**Exercise brief:**
Copy the data below line for line without changing anything.

Excerpts from a pointing dataset:
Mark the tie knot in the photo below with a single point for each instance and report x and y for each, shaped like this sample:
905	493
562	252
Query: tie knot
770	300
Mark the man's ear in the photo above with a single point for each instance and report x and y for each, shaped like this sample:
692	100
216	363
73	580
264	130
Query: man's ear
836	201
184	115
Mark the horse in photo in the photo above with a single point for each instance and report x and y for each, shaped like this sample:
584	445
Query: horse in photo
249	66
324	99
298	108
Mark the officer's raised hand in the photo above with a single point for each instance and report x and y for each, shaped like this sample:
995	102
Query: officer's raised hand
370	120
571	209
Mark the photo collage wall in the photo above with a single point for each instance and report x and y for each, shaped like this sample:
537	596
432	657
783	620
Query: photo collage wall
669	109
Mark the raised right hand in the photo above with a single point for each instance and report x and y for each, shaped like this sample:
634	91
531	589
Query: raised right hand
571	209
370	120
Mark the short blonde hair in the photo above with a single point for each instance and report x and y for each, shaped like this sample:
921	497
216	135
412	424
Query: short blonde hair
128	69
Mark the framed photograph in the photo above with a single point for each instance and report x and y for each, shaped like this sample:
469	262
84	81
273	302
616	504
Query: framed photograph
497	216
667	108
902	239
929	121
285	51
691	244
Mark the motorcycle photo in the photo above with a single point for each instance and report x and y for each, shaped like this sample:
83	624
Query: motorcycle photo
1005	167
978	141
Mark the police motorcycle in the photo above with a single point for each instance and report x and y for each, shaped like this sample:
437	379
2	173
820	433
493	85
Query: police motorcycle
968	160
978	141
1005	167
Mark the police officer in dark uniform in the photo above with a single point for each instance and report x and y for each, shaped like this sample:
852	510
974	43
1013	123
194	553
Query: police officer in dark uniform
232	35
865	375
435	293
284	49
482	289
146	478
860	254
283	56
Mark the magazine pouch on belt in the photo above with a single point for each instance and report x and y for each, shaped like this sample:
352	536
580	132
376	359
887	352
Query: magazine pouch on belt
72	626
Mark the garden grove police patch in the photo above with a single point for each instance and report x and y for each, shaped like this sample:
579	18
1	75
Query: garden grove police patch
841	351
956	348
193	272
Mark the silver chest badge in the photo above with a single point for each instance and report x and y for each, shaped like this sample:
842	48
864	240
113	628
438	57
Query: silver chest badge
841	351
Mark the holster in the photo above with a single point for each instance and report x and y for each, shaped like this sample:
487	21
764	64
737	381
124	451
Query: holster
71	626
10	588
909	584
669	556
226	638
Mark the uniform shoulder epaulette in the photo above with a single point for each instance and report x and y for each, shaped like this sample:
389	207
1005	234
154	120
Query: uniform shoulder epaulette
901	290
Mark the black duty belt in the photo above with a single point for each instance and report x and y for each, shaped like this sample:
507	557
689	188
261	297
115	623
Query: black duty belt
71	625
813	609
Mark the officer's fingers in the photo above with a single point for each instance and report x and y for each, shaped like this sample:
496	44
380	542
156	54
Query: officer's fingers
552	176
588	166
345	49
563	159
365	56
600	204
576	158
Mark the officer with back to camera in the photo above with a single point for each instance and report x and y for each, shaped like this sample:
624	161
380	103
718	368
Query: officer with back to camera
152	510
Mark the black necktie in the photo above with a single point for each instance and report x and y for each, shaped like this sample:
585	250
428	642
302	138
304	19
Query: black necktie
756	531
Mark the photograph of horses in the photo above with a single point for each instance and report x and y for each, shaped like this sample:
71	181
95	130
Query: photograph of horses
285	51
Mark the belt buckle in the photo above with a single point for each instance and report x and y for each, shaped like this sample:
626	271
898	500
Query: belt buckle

**Answer to the task:**
Mark the tie knot in the photo below with a single point for each instance and report x and y for each, shaped like this sample:
905	493
562	252
Query: tie knot
770	300
Mark the man's ear in the photo above with a single point for each instance and report x and y for each, shaped like this sample:
692	100
216	363
73	580
264	130
Query: man's ear
836	201
184	115
Mark the horse in photo in the photo above with a single point for each instance and report x and y for each, shaped like this sample:
584	445
Query: horse in photo
249	66
324	99
298	108
Mark the officer's raised hand in the photo above with a single point for each instance and report x and y for each, shaped like this sample:
995	102
Query: officer's raised hand
370	120
571	209
Mark the photo collage wall in the photo above with a single point for each instance and report x and y for each, shaped like this sample:
537	596
432	657
783	620
Query: photo collage wall
669	109
Mark the raised right hand in the photo above with a single point for each instance and report x and y for each, shaped like this sample:
634	91
531	589
Query: raised right hand
571	209
370	120
Mark the short blonde hair in the photo above with a single point for each instance and report x and y for each, shaped like this sample:
921	497
216	135
412	424
Query: short blonde hair
128	69
Mark the framed photograph in the photo above with a single point for each instance and report x and y for each, shaped like this sample:
469	262
84	81
273	302
616	504
Query: framed photograph
497	216
667	108
902	239
929	121
285	51
691	244
Mark the motorcycle photo in the photo above with a single point for each instance and report x and y for each, shaped like this sample:
83	624
Query: motorcycle photo
1005	167
978	141
Mark the police motorcycle in the photo above with a single point for each instance and report x and y for each, shaped like this sample:
437	379
2	173
820	433
493	85
Query: police motorcycle
968	160
978	141
1005	167
Mark the police officer in dark uniform in the photo above with a single point for each instance and report x and y for each, shaped like this sample:
852	510
974	43
1013	123
194	553
Query: police officer in dark uniform
232	35
865	375
435	293
284	49
482	289
146	478
860	254
283	56
Mark the magazine pouch on belt in the photo above with a single point for each instance and report x and y for each, shaped like this sample:
352	536
580	132
376	359
887	352
Query: magazine pouch on belt
72	626
Mark the garden grove police patch in the photo above with a single point for each instance and report x and y for each, shaped like this sample:
579	18
1	75
Query: garden grove police patch
841	351
956	348
193	272
Mark the silver chest badge in the photo above with a single point for each instance and report x and y for each, shaped like this sample:
842	48
864	240
113	628
438	57
Query: silver chest badge
841	351
Mark the holster in the photo above with a single point for each instance and report x and y for each, shaped like this sample:
487	21
764	64
737	381
124	451
Query: holster
71	626
10	588
909	584
669	556
226	638
Mark the uniform shoulder epaulette in the photo above with a single point for each instance and report x and y for each, shaped like this sample:
389	207
1005	234
154	120
Query: uniform shoulder epaulette
901	290
Mark the black duty belt in the photo above with a single point for each instance and report x and y for each, shaped like this sample:
507	557
689	188
261	297
115	623
Query: black duty belt
71	625
813	609
Mark the officer's fingers in the photo above with a single point for each instance and report x and y for each, shaped like this sample:
496	44
380	542
156	54
Query: officer's fingers
552	176
588	166
345	49
563	159
365	56
600	204
576	158
Mark the officer with back to camera in the photo above with a single point for each instance and report x and y for each, shaped like this sample:
624	161
380	103
718	368
Query: officer with back to camera
152	510
Mark the black necktie in the photo above with a single point for each instance and report x and y for each, shaped like this sample:
585	250
428	642
302	138
304	19
Query: black necktie
756	531
Mark the photograph of horses in the photo above with a single point for each instance and report x and y for each, shaped like this sample:
71	181
95	130
Query: photograph of horses
285	51
Mark the belt buckle in the photo above with a single point for each instance and report x and y for each, shaped like this sample:
626	271
898	500
Query: belt buckle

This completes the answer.